## Task requirements
State how many lines in the items below contain the string "clock". Reply with the number alone.

## Available data
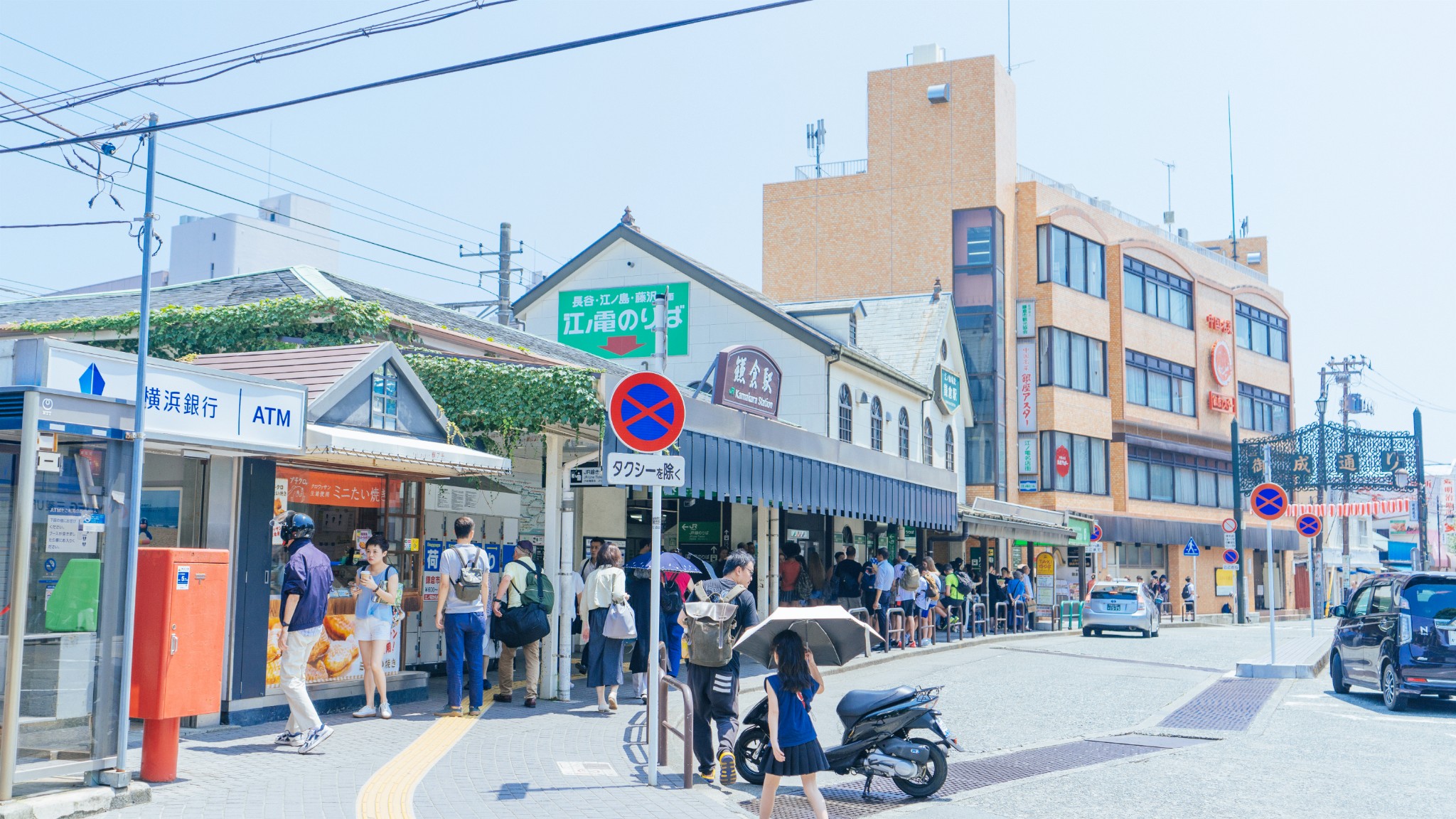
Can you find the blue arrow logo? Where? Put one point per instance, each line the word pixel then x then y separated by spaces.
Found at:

--

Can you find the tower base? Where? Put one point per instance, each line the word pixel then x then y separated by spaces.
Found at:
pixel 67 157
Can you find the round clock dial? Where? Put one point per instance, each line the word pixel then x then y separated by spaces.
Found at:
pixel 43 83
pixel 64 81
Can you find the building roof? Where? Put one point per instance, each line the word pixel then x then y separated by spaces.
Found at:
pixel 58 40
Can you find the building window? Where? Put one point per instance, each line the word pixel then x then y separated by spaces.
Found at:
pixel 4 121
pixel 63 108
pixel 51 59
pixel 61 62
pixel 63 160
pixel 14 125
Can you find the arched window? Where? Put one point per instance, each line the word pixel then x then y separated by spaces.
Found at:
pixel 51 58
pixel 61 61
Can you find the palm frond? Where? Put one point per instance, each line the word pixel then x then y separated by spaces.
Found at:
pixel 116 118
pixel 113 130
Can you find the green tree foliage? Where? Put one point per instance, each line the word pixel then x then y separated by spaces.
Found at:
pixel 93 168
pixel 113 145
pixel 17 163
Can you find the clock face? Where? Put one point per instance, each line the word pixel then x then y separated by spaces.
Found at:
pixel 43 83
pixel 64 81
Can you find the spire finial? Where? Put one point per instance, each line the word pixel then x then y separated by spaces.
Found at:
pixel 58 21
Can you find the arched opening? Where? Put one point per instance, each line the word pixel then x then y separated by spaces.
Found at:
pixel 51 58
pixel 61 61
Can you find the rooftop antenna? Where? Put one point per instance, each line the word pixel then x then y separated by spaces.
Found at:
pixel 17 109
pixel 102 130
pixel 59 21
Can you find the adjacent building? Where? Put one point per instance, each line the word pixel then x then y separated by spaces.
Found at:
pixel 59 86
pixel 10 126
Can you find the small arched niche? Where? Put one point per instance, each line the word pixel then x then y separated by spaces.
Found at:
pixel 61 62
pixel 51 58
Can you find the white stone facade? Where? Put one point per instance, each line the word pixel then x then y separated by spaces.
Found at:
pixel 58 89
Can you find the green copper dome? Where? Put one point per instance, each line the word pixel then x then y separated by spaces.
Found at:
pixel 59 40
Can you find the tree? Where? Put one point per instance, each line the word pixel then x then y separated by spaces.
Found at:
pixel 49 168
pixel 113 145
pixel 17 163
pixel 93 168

---

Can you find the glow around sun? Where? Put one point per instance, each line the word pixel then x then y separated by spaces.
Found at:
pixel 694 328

## Task output
2